### Problem statement
Your response should consist of every entry, unchanged.

### Supplied records
+ + + +

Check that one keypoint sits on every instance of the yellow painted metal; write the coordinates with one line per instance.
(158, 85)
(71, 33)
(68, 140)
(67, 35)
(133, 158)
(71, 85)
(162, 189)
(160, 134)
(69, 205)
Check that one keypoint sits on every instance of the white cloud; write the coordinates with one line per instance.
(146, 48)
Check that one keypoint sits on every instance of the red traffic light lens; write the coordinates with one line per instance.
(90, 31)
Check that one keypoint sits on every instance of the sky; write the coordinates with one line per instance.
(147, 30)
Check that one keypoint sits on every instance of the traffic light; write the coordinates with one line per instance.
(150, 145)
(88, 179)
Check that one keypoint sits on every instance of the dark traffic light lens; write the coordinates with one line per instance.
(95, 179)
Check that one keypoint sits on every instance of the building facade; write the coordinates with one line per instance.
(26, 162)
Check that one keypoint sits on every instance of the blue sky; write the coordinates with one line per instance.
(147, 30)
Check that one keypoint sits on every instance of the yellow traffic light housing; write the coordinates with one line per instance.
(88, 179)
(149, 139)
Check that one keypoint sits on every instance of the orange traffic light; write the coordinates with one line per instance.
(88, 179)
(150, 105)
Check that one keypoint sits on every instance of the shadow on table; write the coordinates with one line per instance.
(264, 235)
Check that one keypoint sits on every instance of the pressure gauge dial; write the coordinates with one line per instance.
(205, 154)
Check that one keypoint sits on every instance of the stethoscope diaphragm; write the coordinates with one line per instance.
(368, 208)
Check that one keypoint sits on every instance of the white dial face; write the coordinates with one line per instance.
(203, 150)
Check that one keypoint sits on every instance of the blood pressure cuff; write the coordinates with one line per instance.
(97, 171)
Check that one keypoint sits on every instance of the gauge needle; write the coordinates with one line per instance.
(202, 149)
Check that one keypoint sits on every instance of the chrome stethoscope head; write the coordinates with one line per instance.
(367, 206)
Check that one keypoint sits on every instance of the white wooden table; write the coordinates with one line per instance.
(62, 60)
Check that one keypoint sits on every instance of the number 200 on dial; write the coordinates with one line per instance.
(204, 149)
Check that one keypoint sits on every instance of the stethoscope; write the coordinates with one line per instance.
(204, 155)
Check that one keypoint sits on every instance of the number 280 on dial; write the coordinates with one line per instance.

+ + + +

### Result for this task
Check that one keypoint sits on every instance of the yellow painted metal; write the coordinates with one line per instance.
(158, 85)
(71, 33)
(68, 140)
(67, 35)
(133, 158)
(71, 85)
(162, 189)
(160, 134)
(69, 205)
Check that one keypoint sits on every instance of the white cloud; write the coordinates with one line per instance.
(146, 48)
Check that one keypoint sits on every instance of the red traffic light lens; write the coordinates with one line per instance.
(90, 31)
Check that one keypoint sits on every instance of the sky; write the coordinates with one line per instance.
(147, 30)
Check that one keypoint sits on every instance of the traffic light; write the coordinates with one line per instance.
(150, 145)
(88, 179)
Check that one keypoint sits on every instance of the dark traffic light lens; write the coordinates with one line per instance.
(95, 179)
Check that one keypoint sits on every instance of the building facade; write the coordinates with one line per instance.
(26, 162)
Check that one keypoint sits on every instance of the blue sky; write the coordinates with one line per instance.
(147, 30)
Check that one keypoint sits on every instance of the yellow traffic light housing; write the coordinates with one line per instance.
(88, 179)
(149, 139)
Check that one keypoint sits on every instance of the orange traffic light; write the coordinates with one line per instance.
(88, 179)
(150, 105)
Check that one keypoint sits on every instance of the shadow on table; write the coordinates with one line per instance.
(264, 235)
Check that one keypoint sits on every instance of the pressure gauge dial; write the coordinates with one line per instance.
(205, 154)
Check that one keypoint sits on every instance of the stethoscope diaphragm; write the coordinates with one line per instance.
(368, 208)
Check that one keypoint sits on every instance of the white dial face; write the coordinates with one line per instance.
(203, 150)
Check that one keypoint sits on every instance of the blood pressure cuff; write the coordinates with one line per instance.
(97, 171)
Check that one keypoint sits on every instance of the gauge needle; write the coordinates with one line per instance.
(202, 149)
Check that one keypoint sits on every instance of the chrome stethoscope head; write the coordinates with one line per instance.
(367, 206)
Check that one keypoint sits on every instance of the white wooden table; write the coordinates with one line per instance.
(62, 60)
Check that one keypoint sits on every instance of the number 200 on dial; write the coordinates with one line per instance.
(204, 149)
Check that one keypoint sits on every instance of the stethoscope; write the coordinates with one line per instance.
(204, 155)
Check that one keypoint sits on every instance of the number 280 on dial; write the coordinates with one line per instance.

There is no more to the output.